------ Provided material ------

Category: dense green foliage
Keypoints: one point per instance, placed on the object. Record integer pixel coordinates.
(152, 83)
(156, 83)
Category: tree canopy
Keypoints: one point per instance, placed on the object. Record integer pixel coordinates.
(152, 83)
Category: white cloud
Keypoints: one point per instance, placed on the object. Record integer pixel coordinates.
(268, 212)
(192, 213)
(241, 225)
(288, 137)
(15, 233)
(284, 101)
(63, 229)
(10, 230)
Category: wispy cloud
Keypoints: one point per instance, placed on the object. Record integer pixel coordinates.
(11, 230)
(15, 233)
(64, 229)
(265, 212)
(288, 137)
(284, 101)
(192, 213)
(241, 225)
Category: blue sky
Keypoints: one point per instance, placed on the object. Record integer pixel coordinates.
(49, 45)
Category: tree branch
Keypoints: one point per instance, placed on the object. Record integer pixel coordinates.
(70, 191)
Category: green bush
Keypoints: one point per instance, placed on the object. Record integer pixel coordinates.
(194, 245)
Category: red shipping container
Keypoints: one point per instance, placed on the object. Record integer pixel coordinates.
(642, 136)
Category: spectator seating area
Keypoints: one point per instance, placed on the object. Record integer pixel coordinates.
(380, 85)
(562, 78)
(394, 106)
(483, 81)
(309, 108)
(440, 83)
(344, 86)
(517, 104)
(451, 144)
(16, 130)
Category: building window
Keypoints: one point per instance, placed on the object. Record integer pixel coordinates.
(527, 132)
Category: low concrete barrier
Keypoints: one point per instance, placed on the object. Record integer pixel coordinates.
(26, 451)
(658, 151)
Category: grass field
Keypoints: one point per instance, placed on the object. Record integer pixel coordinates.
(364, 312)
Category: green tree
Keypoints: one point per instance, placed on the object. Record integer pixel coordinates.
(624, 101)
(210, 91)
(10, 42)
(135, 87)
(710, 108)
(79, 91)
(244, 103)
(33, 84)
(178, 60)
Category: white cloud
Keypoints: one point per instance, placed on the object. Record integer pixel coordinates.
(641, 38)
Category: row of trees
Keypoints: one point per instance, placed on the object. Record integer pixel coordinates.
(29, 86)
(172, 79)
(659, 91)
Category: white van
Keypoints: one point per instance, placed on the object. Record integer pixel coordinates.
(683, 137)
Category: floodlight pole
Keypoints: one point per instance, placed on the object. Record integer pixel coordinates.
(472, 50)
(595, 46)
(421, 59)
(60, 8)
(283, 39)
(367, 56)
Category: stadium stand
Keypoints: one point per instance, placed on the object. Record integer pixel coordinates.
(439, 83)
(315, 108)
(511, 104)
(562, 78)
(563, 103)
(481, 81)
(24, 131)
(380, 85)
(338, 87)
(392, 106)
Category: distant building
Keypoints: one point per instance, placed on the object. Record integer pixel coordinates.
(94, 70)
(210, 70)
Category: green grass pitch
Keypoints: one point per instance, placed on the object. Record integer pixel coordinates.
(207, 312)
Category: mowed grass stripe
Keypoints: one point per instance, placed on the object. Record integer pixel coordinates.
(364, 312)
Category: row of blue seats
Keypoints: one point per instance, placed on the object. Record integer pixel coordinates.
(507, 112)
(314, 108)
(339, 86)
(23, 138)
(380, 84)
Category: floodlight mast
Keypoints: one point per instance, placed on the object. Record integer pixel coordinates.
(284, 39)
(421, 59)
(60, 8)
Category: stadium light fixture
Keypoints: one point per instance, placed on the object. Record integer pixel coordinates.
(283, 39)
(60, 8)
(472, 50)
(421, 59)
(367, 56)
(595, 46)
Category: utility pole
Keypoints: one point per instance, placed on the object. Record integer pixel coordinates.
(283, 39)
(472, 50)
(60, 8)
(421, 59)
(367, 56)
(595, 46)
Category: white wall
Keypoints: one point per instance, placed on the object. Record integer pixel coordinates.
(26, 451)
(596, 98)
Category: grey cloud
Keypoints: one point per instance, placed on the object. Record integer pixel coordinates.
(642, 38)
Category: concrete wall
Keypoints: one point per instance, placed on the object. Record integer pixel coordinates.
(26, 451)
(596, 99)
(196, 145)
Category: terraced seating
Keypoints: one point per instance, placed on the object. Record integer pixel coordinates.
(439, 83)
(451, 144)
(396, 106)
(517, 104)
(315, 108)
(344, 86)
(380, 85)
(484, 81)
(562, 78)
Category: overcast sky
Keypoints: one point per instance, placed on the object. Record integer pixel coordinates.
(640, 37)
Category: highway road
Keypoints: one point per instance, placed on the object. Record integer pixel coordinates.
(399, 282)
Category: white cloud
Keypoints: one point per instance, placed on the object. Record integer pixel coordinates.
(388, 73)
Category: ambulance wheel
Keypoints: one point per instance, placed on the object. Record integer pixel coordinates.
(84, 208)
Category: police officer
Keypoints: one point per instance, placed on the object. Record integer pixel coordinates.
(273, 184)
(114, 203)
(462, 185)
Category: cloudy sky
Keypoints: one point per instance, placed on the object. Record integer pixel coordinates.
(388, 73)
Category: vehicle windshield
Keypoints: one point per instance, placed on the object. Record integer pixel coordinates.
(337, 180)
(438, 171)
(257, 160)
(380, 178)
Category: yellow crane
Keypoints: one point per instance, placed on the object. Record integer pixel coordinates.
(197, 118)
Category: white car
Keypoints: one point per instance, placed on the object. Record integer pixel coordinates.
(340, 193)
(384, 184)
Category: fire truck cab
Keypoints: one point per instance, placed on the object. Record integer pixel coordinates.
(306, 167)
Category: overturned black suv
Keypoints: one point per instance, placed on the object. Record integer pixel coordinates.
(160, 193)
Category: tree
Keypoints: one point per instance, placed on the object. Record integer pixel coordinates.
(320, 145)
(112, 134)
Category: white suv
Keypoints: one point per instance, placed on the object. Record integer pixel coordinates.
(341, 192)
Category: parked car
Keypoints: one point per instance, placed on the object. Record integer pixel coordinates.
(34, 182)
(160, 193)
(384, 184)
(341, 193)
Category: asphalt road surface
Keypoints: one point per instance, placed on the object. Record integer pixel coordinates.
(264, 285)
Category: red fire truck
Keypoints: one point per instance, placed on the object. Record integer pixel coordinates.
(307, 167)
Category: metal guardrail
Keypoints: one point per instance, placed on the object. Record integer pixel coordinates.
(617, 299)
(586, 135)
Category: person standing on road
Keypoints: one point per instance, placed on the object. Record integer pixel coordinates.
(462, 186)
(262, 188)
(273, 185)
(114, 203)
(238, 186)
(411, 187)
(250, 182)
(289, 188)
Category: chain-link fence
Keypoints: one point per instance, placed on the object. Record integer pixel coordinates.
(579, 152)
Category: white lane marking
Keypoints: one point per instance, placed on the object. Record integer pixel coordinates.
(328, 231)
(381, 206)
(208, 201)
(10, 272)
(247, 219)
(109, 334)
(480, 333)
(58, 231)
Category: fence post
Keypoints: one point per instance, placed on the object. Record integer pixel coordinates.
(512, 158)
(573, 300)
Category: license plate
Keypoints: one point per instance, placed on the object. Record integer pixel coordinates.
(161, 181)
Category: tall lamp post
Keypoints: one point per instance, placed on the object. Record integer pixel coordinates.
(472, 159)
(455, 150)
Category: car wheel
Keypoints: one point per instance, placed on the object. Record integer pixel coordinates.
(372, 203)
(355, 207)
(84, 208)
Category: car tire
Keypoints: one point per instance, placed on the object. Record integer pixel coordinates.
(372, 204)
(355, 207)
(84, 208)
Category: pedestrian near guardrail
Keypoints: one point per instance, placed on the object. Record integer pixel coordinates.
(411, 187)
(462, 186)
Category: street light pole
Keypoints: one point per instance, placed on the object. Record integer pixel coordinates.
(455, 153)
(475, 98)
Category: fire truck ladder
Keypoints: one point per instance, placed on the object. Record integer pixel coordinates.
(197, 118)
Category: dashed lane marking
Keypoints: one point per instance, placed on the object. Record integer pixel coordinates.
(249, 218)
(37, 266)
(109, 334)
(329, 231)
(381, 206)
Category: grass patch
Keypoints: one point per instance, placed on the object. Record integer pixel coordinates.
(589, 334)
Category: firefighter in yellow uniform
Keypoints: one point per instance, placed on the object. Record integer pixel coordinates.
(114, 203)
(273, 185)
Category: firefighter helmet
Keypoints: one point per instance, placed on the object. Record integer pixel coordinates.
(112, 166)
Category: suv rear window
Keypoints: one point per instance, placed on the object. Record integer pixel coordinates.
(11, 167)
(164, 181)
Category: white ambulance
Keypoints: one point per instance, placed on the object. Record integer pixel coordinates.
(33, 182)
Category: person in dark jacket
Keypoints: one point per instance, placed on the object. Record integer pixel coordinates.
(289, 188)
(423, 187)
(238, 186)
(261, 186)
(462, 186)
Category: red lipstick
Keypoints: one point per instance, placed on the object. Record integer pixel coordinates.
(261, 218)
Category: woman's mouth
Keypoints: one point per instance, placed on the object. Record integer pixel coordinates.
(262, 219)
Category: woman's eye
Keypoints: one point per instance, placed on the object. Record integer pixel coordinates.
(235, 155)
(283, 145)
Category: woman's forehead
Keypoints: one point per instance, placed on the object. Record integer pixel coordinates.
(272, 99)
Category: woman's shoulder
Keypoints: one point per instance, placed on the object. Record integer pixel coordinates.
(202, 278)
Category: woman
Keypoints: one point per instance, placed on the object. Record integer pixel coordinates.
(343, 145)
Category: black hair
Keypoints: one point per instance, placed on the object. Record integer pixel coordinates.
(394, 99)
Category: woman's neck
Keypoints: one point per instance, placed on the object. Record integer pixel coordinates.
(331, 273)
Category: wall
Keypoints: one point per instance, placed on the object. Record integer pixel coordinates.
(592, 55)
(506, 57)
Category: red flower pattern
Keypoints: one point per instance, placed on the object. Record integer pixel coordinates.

------

Convert the part of the rows that opens with the line containing "Category: wall" and closes with the last line of the rows, both included, into a JSON list of strings with one string per line and blank lines left out.

[
  "Category: wall",
  "Keypoints: one point per instance, placed on the object. Record integer pixel coordinates.",
  "(592, 55)",
  "(506, 57)",
  "Category: red flower pattern",
  "Keypoints: one point per instance, placed on the object. Record integer pixel coordinates."
]